## Task statement
Which lines of the material hold the word "green"? Copy each one.

## Data for this exercise
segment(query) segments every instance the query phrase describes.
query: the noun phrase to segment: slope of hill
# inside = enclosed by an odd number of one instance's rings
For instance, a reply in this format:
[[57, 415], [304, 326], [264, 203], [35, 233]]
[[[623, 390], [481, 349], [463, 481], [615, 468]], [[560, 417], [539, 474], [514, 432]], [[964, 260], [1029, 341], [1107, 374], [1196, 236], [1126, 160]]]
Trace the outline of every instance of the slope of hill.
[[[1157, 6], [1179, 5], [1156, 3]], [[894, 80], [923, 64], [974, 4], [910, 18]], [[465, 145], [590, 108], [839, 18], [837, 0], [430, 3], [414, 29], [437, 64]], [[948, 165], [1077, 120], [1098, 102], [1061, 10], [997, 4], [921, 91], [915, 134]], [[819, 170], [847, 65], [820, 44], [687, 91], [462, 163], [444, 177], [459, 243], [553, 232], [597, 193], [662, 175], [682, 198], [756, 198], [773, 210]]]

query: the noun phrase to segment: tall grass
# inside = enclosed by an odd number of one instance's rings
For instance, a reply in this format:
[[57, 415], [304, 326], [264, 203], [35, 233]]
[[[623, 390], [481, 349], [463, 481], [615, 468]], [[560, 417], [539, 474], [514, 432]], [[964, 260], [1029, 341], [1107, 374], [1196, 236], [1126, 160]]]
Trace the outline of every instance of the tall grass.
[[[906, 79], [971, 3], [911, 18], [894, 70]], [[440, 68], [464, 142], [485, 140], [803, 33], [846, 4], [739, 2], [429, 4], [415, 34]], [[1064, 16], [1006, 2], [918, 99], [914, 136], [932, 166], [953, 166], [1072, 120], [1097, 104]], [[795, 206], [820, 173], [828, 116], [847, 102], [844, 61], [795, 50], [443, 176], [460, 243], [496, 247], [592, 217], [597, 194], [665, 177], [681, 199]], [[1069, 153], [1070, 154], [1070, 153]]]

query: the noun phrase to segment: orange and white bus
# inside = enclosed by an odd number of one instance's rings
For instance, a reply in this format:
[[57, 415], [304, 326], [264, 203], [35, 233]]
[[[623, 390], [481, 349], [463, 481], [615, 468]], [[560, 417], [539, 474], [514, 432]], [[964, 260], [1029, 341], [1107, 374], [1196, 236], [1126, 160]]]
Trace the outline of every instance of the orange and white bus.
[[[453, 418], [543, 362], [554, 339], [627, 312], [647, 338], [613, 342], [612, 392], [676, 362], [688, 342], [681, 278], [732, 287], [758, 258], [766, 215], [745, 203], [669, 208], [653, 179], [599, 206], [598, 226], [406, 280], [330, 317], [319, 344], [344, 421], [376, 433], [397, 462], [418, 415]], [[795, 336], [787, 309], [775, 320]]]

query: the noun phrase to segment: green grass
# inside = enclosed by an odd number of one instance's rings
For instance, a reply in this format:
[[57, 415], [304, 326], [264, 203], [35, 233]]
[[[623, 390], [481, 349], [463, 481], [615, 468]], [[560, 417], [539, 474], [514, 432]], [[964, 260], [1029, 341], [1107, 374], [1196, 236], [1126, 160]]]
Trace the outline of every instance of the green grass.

## Task response
query: the noun phrase to segment: green grass
Trace the outline of every instance of the green grass.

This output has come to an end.